(Problem statement)
Turn every line of the records below into a JSON list of strings, with one string per line and no blank lines.
· · · ·
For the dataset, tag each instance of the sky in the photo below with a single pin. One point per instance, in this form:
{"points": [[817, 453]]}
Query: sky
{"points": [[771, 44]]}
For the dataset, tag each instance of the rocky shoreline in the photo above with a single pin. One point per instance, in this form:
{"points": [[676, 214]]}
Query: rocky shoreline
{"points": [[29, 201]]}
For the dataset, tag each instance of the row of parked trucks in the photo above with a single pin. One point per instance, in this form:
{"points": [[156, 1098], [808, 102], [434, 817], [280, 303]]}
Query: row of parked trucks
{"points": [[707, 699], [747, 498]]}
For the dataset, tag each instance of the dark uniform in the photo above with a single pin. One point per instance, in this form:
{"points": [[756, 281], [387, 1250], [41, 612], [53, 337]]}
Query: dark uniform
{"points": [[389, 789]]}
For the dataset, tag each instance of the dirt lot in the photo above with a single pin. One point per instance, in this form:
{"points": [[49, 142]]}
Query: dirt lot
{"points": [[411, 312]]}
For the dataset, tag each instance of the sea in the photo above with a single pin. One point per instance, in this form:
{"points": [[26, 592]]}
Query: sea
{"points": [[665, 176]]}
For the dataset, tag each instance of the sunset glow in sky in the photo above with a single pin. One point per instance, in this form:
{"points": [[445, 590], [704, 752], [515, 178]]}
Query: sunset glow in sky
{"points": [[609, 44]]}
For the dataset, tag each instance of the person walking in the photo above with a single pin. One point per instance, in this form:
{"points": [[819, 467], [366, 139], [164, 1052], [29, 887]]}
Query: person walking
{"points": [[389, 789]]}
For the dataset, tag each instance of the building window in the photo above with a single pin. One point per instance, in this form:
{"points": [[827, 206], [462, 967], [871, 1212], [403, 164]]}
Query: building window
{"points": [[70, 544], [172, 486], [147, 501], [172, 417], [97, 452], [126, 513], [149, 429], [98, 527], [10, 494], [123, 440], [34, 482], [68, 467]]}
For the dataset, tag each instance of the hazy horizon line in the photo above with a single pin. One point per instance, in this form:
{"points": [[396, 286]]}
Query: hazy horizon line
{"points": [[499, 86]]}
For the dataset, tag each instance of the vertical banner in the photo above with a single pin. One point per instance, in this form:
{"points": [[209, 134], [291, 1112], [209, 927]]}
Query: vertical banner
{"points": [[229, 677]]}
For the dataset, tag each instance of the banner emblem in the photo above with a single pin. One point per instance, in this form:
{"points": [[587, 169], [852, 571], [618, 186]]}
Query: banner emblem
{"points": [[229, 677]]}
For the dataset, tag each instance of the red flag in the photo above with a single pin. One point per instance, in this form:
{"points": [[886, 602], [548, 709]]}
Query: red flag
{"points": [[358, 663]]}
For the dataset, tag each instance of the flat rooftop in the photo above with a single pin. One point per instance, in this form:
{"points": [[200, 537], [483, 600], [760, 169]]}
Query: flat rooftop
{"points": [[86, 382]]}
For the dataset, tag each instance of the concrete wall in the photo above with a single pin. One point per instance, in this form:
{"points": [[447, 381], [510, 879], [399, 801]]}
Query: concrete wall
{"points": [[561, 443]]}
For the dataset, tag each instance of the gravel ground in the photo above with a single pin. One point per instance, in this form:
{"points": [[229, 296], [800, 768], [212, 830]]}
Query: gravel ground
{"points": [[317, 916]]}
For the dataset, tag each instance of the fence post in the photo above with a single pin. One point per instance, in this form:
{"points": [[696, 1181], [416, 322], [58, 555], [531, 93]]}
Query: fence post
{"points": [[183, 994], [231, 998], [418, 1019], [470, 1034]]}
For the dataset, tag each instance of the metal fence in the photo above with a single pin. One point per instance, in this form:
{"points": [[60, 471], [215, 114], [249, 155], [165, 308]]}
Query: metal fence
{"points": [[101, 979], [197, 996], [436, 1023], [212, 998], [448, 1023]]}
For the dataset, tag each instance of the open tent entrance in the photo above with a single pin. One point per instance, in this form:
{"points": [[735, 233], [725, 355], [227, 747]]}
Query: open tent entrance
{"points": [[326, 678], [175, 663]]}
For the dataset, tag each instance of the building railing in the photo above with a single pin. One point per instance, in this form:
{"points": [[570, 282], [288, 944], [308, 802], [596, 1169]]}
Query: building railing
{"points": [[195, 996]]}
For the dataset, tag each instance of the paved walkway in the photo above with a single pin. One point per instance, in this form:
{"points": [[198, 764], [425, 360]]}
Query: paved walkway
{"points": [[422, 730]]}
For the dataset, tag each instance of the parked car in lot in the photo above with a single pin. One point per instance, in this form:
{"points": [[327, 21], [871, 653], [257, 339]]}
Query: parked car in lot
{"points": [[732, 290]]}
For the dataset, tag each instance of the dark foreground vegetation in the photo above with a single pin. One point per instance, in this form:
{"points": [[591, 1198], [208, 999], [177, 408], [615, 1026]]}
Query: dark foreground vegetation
· · · ·
(Result for this exercise)
[
  "For the dataset, tag each instance of the sky in the photo below with a single pin. One point per instance, in this form:",
  "{\"points\": [[817, 453]]}",
  "Query: sky",
  "{\"points\": [[771, 44]]}",
  "For the dataset, tag each instance of the rocky shoreline in the photo above with a single pin. One point per instance, in this form:",
  "{\"points\": [[676, 214]]}",
  "Query: rocky shoreline",
  "{\"points\": [[29, 201]]}",
  "For the dataset, tag each instance of the row of parked trucks in the photo above with a single pin. One point per instance, in this form:",
  "{\"points\": [[156, 1098], [808, 102], [434, 817], [280, 303]]}",
  "Query: row of parked trucks",
  "{\"points\": [[707, 699], [747, 498]]}",
  "For the dataset, tag each instance of the dark uniform in the photo above with a single pin. One point per instance, in this form:",
  "{\"points\": [[756, 281], [387, 1250], [41, 612], [53, 337]]}",
  "Query: dark uniform",
  "{\"points\": [[389, 789]]}",
  "For the dataset, tag each instance of the dirt lot in the photo above with a single pin. One point per instance, in this form:",
  "{\"points\": [[49, 142]]}",
  "Query: dirt lot",
  "{\"points\": [[411, 312]]}",
  "For the dataset, tag each instance of the sea in the photo above with a single pin. One point per instance, in this form:",
  "{\"points\": [[26, 592]]}",
  "Query: sea",
  "{\"points\": [[665, 176]]}",
  "For the dataset, tag each instance of the sunset glow in sky in the photo above with a single pin. One point per instance, in this form:",
  "{\"points\": [[445, 590], [704, 752], [515, 178]]}",
  "Query: sunset glow in sky",
  "{\"points\": [[609, 44]]}",
  "For the dataset, tag each instance of the person walking in the photo above with a single pin. One point per instance, in this form:",
  "{\"points\": [[819, 467], [366, 139], [164, 1052], [29, 887]]}",
  "Query: person walking",
  "{\"points\": [[389, 789]]}",
  "For the dataset, tag each instance of the building window in the photo above with a single pin. One point per instance, in this form:",
  "{\"points\": [[827, 206], [462, 967], [871, 1212], [403, 164]]}",
  "Query: building window",
  "{\"points\": [[70, 544], [172, 486], [147, 501], [172, 417], [97, 452], [126, 513], [149, 429], [98, 527], [10, 494], [123, 440], [34, 482], [68, 467]]}",
  "For the dataset, tag each instance of the hazy horizon line in the photo above with a single pin. One point per instance, in this form:",
  "{\"points\": [[396, 286]]}",
  "Query: hazy horizon line",
  "{\"points\": [[499, 86]]}",
  "For the dataset, tag each instance of the vertical banner in the photo above with a single pin. One point per instance, in this form:",
  "{\"points\": [[209, 134], [291, 1112], [209, 927]]}",
  "Query: vertical banner",
  "{\"points\": [[229, 677]]}",
  "For the dataset, tag each instance of the banner emblem in the photo above with a single pin. One point per instance, in this form:",
  "{\"points\": [[587, 169], [852, 571], [618, 186]]}",
  "Query: banner emblem",
  "{\"points\": [[229, 677]]}",
  "For the dataset, tag each instance of the red flag in the photo above with a single pin. One point per instance, in this form:",
  "{\"points\": [[886, 602], [548, 709]]}",
  "Query: red flag",
  "{\"points\": [[358, 663]]}",
  "For the dataset, tag each instance of the flat rooftop in the photo above with a single pin. One point per instance, in this form:",
  "{\"points\": [[200, 537], [483, 600], [760, 169]]}",
  "Query: flat rooftop",
  "{\"points\": [[86, 382]]}",
  "For the dataset, tag each instance of the concrete wall in the photo above with a single pin. One point per instance, in this form:",
  "{\"points\": [[447, 381], [510, 879], [399, 801]]}",
  "Query: concrete wall",
  "{\"points\": [[561, 443]]}",
  "For the dataset, tag each instance of the gravel ground in the photo above with a single pin. One point per instance, in this form:",
  "{\"points\": [[229, 296], [800, 768], [212, 830]]}",
  "Query: gravel ground",
  "{\"points\": [[317, 916]]}",
  "For the dataset, tag each instance of the fence post in the photo above with a single pin. One point per instance, in this form:",
  "{\"points\": [[696, 1181], [416, 322], [58, 555], [531, 93]]}",
  "Query: fence post",
  "{\"points\": [[183, 994], [231, 998], [418, 1019], [470, 1034]]}",
  "For the dataset, tag each instance of the metal fence in the photo above with a single pin. One point per instance, in this form:",
  "{\"points\": [[60, 471], [215, 114], [249, 155], [165, 308]]}",
  "Query: metal fence",
  "{\"points\": [[101, 979], [197, 996], [436, 1023], [212, 998], [448, 1023]]}",
  "For the dataset, tag each instance of the open tent entrance in the photo above with a single pin. One point per instance, in this form:",
  "{\"points\": [[735, 233], [725, 355], [227, 747]]}",
  "Query: open tent entrance",
  "{\"points\": [[326, 678], [175, 663]]}",
  "For the dataset, tag each instance of the building railing in the photo above with a single pin. One point per instance, in this form:",
  "{\"points\": [[570, 282], [288, 944], [308, 802], [596, 1169]]}",
  "Query: building railing",
  "{\"points\": [[195, 996]]}",
  "For the dataset, tag each instance of the paved walkway in the photo above with a single pin. One point per instance, in this form:",
  "{\"points\": [[198, 764], [425, 360]]}",
  "Query: paved walkway",
  "{\"points\": [[422, 730]]}",
  "For the dataset, tag each instance of the parked car in lot in the photo above with a single pin. One point per instance, in this form:",
  "{\"points\": [[327, 21], [871, 653], [257, 339]]}",
  "Query: parked car in lot",
  "{\"points\": [[732, 290]]}",
  "For the dataset, tag each instance of the dark foreground vegetation in the photo above with a single pin. One point per instance, in this form:",
  "{\"points\": [[591, 1198], [208, 999], [177, 408], [615, 1026]]}",
  "Query: dark foreground vegetation"
]